I have a nice little gully behind my house that is engulfed by hardwoods and such. I can get about 30 50G bags of leaves in a weekend and it doesnt look like i made a dent in it.
I have done mostly trial and error… even bought a used chipper/shredder that does a fantastic job making leaf mulch. However i dont think its the best way. There are steps missing.
I have found that leaving the leaves in bags open while it rains then letting them sit for a year or so makes something different. Poking holes in the bottom of the bags attracts worms which go up into the bags and make very nice vermicompost. (Black Gold)
The soil that i rake up is rife with myco and fungis and bacterias and things that consume the leaves anyways and transport to the trees roots on the forest floor. Those things decompose the leaves 24/7.
So bagging up leaves for me along with a little forest floor inoculation with the bacterias and fungis along with worms makes a very potent compost.
If you leave good sized holes in the bags you will also get lizards and salamanders that go in and hunt for bugs… if they are native to your area.
I do this in a very shady area where not much grows and is useless to me anyways… prime for making compost…and letting nature do all the work for me.
You could probably do the same thing with a tarp or something… but bags make it easier for me to keep the rotation going… and i know which bags are a year old and which are too fresh. I also did it in totes with holes drilled in the bottom… same result mostly.
If you dislike worms and waiting this is probably not a good thing for you.

TASK BRIEF: Extend the post above about composting leaves in bags, picking up after its last sentence.

RECORDED DATA:
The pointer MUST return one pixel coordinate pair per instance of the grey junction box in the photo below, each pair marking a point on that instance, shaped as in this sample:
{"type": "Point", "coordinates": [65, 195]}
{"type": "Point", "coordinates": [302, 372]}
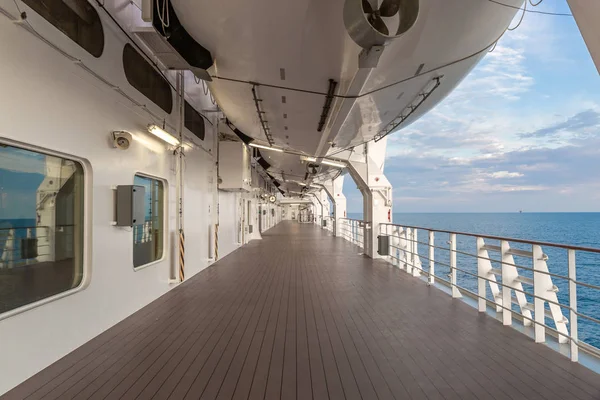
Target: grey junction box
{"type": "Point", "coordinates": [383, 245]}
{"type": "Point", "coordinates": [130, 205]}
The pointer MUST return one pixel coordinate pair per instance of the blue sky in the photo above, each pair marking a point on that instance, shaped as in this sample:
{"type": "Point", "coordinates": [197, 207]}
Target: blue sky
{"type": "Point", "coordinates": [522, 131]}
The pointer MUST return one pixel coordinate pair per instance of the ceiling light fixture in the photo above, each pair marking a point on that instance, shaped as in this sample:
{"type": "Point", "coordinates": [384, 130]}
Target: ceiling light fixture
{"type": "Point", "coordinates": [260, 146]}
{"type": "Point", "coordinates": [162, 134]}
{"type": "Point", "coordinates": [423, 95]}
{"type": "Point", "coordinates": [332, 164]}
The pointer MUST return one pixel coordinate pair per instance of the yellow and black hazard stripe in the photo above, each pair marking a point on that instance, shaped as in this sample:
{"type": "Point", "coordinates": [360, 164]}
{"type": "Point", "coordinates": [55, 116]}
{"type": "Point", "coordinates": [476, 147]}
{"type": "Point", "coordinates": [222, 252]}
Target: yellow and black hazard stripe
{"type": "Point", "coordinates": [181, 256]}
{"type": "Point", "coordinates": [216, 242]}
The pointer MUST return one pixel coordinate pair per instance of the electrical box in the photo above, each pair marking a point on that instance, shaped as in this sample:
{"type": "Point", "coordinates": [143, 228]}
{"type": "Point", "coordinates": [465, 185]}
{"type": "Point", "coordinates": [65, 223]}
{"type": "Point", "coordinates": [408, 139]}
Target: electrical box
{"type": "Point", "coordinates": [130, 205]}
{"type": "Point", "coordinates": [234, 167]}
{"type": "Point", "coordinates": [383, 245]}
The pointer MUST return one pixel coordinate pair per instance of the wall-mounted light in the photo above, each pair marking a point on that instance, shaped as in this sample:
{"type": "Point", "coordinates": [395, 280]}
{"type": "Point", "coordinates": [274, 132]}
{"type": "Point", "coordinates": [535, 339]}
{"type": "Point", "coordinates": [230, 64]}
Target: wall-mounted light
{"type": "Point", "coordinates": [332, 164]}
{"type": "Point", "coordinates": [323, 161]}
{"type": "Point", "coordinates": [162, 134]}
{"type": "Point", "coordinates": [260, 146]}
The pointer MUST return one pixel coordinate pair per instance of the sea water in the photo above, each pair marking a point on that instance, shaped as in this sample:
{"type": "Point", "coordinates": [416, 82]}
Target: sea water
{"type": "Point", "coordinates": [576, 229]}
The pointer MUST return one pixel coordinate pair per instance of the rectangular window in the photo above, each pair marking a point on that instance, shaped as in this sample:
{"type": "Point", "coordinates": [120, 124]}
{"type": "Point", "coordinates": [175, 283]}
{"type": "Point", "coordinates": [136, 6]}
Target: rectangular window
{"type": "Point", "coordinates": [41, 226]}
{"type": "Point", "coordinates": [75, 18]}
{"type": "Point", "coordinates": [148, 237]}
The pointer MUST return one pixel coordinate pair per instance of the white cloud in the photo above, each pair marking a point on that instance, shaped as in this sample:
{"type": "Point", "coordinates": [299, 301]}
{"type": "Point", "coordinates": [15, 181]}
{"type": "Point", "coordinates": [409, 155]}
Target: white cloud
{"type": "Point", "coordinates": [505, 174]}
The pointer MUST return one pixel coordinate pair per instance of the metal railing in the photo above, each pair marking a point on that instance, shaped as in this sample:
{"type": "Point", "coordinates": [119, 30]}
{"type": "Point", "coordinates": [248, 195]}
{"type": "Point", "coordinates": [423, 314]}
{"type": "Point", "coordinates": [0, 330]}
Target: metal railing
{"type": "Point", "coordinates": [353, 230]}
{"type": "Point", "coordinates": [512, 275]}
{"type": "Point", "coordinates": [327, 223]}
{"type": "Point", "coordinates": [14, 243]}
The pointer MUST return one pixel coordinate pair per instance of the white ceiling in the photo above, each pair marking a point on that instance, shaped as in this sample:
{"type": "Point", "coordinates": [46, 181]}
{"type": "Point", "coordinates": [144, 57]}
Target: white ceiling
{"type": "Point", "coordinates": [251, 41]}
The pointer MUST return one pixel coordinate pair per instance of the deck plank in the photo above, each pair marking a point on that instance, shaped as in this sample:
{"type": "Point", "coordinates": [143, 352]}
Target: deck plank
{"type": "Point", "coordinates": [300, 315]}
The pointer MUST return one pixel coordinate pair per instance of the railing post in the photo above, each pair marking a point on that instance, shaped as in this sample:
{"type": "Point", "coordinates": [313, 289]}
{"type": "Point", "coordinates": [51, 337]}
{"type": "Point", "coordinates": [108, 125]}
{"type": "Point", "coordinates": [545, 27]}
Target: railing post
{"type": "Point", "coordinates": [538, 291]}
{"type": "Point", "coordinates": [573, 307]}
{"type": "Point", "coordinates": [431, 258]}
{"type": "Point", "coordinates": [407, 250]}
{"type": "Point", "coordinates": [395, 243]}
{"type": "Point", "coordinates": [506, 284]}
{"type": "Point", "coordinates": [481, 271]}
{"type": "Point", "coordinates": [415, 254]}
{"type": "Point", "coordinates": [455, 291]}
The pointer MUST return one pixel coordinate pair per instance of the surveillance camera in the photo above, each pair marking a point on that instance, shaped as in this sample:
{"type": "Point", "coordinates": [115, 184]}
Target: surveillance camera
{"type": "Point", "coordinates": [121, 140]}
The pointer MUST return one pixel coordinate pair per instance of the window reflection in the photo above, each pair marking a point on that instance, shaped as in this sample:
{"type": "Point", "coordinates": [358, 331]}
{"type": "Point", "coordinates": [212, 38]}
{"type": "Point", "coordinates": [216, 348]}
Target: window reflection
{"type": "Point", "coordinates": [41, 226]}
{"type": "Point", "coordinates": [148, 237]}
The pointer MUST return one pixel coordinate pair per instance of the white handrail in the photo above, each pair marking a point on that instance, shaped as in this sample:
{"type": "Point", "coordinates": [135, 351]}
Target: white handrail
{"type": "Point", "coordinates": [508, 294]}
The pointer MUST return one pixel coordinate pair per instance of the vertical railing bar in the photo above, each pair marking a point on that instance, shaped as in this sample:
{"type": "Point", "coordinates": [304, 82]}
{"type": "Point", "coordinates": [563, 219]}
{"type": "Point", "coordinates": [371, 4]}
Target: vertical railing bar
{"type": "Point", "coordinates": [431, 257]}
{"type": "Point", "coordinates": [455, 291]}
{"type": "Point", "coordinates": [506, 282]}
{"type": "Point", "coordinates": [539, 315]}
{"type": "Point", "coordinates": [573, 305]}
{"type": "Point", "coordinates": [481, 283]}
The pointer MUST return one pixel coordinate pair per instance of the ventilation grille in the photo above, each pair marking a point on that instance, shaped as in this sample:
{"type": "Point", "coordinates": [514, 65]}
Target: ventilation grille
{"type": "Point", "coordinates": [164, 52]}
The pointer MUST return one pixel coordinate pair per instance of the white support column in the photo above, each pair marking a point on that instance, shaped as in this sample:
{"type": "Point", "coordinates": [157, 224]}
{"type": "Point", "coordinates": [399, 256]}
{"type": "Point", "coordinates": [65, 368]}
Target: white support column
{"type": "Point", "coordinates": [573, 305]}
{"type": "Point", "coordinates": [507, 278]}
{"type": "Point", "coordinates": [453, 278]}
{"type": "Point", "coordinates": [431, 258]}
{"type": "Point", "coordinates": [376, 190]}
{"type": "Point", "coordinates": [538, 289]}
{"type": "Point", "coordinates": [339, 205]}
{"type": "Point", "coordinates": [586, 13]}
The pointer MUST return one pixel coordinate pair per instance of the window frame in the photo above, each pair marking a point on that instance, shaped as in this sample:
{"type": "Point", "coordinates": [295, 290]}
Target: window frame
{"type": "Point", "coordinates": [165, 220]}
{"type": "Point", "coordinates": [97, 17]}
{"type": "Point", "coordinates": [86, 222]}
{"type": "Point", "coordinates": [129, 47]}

ANSWER TO THIS EXERCISE:
Also to note is that adding this supercharges the living soil of what you are planting… for me that means that whatever woodchips i add disappear fairly quickly and i do have to deal with more weeds and grasses than i would like…as the woodchips do not suppress the light for very long. Likely not the same result for those that use pine bark mulch…as its not favored as highly in decomp from what i gather.
Perhaps this is wrong to do im not sure…but my things grow well and im using what is local and free to me that would likely happen if i were not here anyways.
The grasses in my walkways seem to enjoy the runoff of nutrients as well… which in turn lets me not have to worry about watering i think.
I mow a couple of times a year onto my rows which likely gives the nitrogenless compost a boost of nitrogen… which then turns into a more complete addition i think.
So leaf litter for me is a nice free resource… that has many benefits or downfalls…however you view things.
As a fun little experiment take a few shovels from various areas under leaf litter and spread onto a tray and let those seeds germinate… its pretty insane at the ferns and things that are lying dormant waiting for sunlight…maybe for eons. This is good for areas of your property that you want to re-wild just throw handfuls of that soil and things grow that you likely havent seen in awhile.
I found this out by adding those soils to my garlic beds. Which was ok to me.
You can likely buy similar product without the biome… and the worm castings… which to me is not the same. And not Free.